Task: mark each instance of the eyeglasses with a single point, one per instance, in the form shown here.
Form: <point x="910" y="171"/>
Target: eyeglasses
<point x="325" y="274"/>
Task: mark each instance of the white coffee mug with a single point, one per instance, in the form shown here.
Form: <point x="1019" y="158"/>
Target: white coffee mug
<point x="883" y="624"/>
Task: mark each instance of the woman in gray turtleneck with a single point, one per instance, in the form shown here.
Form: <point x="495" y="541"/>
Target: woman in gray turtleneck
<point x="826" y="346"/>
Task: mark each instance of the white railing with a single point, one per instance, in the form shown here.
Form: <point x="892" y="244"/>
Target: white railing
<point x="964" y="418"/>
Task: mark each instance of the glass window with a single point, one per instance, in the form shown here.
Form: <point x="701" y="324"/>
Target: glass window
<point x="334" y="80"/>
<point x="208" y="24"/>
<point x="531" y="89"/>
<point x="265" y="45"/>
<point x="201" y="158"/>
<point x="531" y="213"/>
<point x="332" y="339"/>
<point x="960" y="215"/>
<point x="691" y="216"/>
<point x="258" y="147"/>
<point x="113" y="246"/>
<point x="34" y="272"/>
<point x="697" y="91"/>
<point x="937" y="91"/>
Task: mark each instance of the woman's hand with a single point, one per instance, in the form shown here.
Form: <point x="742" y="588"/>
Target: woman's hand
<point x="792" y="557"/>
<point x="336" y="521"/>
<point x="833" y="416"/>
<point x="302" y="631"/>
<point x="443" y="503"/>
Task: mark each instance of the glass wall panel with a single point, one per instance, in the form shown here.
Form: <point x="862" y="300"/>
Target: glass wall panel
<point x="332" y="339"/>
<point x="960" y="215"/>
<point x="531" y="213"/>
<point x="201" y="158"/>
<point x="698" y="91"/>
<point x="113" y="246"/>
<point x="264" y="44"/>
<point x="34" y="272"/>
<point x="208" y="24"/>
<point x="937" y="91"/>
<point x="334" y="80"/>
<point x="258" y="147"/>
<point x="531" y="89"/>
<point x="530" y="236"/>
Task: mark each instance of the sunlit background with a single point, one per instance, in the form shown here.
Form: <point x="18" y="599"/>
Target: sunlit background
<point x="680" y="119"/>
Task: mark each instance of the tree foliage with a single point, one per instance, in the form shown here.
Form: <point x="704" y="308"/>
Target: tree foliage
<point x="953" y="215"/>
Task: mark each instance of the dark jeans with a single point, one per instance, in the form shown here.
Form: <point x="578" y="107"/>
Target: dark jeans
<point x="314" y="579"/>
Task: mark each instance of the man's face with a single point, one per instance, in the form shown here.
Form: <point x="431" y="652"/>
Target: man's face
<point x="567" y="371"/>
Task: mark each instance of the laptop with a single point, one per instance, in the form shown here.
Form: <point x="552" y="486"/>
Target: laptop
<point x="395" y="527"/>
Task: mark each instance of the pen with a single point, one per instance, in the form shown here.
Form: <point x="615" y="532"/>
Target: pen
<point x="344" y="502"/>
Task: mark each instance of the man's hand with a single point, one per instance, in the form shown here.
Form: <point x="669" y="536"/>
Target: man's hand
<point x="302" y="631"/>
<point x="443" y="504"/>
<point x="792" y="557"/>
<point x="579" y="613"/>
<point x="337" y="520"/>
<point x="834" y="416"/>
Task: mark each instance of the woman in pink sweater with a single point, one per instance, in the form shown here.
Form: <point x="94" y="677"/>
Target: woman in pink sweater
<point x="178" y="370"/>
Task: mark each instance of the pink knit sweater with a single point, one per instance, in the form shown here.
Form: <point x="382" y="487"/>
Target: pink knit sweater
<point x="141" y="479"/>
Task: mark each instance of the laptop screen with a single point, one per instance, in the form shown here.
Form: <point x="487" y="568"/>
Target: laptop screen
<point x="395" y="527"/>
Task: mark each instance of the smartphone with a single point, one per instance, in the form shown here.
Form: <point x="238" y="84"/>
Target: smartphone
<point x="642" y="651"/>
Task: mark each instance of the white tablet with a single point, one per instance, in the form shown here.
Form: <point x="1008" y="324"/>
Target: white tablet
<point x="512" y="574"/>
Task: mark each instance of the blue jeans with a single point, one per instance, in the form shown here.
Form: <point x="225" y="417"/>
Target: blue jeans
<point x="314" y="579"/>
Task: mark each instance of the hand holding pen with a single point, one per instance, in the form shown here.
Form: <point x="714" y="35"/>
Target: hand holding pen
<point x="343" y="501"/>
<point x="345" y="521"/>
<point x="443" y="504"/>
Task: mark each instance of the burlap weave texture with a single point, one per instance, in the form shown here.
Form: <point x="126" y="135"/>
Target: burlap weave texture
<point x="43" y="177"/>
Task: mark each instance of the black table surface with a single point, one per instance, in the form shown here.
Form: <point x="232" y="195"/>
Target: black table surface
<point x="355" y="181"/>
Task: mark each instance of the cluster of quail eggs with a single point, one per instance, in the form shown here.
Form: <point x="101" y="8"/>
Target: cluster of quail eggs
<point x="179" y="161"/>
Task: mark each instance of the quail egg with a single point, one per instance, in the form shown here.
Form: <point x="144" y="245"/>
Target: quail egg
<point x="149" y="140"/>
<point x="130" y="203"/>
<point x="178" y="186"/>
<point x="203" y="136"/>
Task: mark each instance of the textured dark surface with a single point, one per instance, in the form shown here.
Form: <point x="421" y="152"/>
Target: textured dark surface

* PROBLEM TO WORK ON
Reproduce the full listing word for word.

* FULL SOLUTION
Task: mark each instance of the eyeglasses with a single point, one per instance, in the form shown here.
Form: <point x="910" y="171"/>
Target: eyeglasses
<point x="325" y="274"/>
Task: mark each instance of the white coffee mug with a single point, one per instance, in the form shown here.
Form: <point x="1019" y="158"/>
Target: white coffee mug
<point x="883" y="624"/>
Task: mark each instance of the woman in gray turtleneck with a single point, one per instance, in the form shown here.
Form: <point x="495" y="541"/>
Target: woman in gray turtleneck
<point x="826" y="346"/>
Task: mark each instance of the white railing with a single point, one per instance, in the form shown here.
Form: <point x="892" y="244"/>
Target: white railing
<point x="964" y="418"/>
Task: mark each instance of the glass window with a single point, one per instance, in the form shown here.
Form: <point x="701" y="324"/>
Target: glass window
<point x="334" y="80"/>
<point x="208" y="24"/>
<point x="531" y="89"/>
<point x="265" y="45"/>
<point x="201" y="158"/>
<point x="531" y="213"/>
<point x="332" y="339"/>
<point x="960" y="215"/>
<point x="691" y="216"/>
<point x="258" y="147"/>
<point x="113" y="246"/>
<point x="34" y="272"/>
<point x="697" y="91"/>
<point x="937" y="91"/>
Task: mark each instance of the woman's hand with a single point, one per instance, in the form shown here.
Form: <point x="742" y="588"/>
Target: woman's hand
<point x="792" y="557"/>
<point x="336" y="521"/>
<point x="833" y="416"/>
<point x="302" y="631"/>
<point x="443" y="503"/>
Task: mark each instance of the glass wall panel with a single point, one per instance, in the form shown here.
Form: <point x="862" y="300"/>
Target: glass wall panel
<point x="332" y="339"/>
<point x="960" y="215"/>
<point x="531" y="213"/>
<point x="201" y="158"/>
<point x="698" y="91"/>
<point x="113" y="246"/>
<point x="264" y="44"/>
<point x="34" y="272"/>
<point x="208" y="24"/>
<point x="937" y="91"/>
<point x="334" y="80"/>
<point x="258" y="147"/>
<point x="531" y="89"/>
<point x="530" y="236"/>
Task: mark each instance of the sunlit background with a single point, one per instance, in the form shown here.
Form: <point x="18" y="599"/>
Target: sunlit background
<point x="680" y="119"/>
Task: mark each instance of the tree foliage with a single point, one per instance, in the form shown here.
Form: <point x="704" y="308"/>
Target: tree foliage
<point x="953" y="215"/>
Task: mark each instance of the dark jeans with a single point, one per instance, in the form shown here.
Form: <point x="578" y="107"/>
Target: dark jeans
<point x="314" y="579"/>
Task: mark each instance of the man's face with a single point, one per instance, in the form shown here.
Form: <point x="431" y="652"/>
Target: man's face
<point x="567" y="371"/>
Task: mark each instance of the laptop with a single point, one per instance, in the form shown here.
Form: <point x="552" y="486"/>
Target: laptop
<point x="395" y="527"/>
Task: mark each instance of the pen with a single point, one per instance, in the form shown here.
Form: <point x="615" y="532"/>
Target: pen
<point x="344" y="502"/>
Task: mark each instance of the man's hand with a single point, one per instance, in the form shown here.
Form: <point x="669" y="536"/>
Target: man's hand
<point x="302" y="631"/>
<point x="443" y="504"/>
<point x="792" y="557"/>
<point x="579" y="613"/>
<point x="337" y="520"/>
<point x="834" y="416"/>
Task: mark each instance of the woman in pink sweater with a single point, one per instance, in the form shown here.
Form: <point x="94" y="677"/>
Target: woman in pink sweater
<point x="178" y="370"/>
Task: mark each instance of the pink knit sweater with a single point, one per instance, in the form shown here.
Form: <point x="382" y="487"/>
Target: pink knit sweater
<point x="141" y="479"/>
Task: mark each instance of the laptop screen with a single point, one per instance, in the form shown here.
Form: <point x="487" y="568"/>
Target: laptop screen
<point x="395" y="527"/>
Task: mark each instance of the smartphone with a single point, one per instance, in the form shown here.
Form: <point x="238" y="84"/>
Target: smartphone
<point x="642" y="651"/>
Task: mark each instance of the white tablet with a single point, one per instance, in the form shown here.
Form: <point x="1008" y="324"/>
Target: white tablet
<point x="512" y="574"/>
Task: mark each instance of the blue jeans with a single point, one per instance, in the form shown here.
Form: <point x="225" y="417"/>
Target: blue jeans
<point x="314" y="579"/>
Task: mark each instance of the hand holding pen with a single point, one per instance, in the form shown here.
Form: <point x="714" y="35"/>
Target: hand holding pen
<point x="343" y="501"/>
<point x="345" y="521"/>
<point x="443" y="504"/>
Task: mark each instance of the burlap weave texture with a single point, one per instance, in the form shown here.
Form: <point x="126" y="135"/>
Target: burlap weave texture
<point x="43" y="177"/>
Task: mark each instance of the black table surface with a single point, one per instance, in the form shown here.
Form: <point x="232" y="195"/>
Target: black table surface
<point x="355" y="181"/>
Task: mark each instance of the cluster of quail eggs with a single point, one per instance, in the form shown here.
Form: <point x="101" y="8"/>
Target: cluster of quail eggs
<point x="179" y="161"/>
Task: mark each instance of the quail egg with a single point, one per instance, in the form shown here.
Form: <point x="144" y="245"/>
Target: quail egg
<point x="149" y="140"/>
<point x="130" y="203"/>
<point x="178" y="186"/>
<point x="203" y="136"/>
Task: mark each instance of the textured dark surface with a single point, one per instance, in the form shown here.
Form: <point x="421" y="152"/>
Target: textured dark surface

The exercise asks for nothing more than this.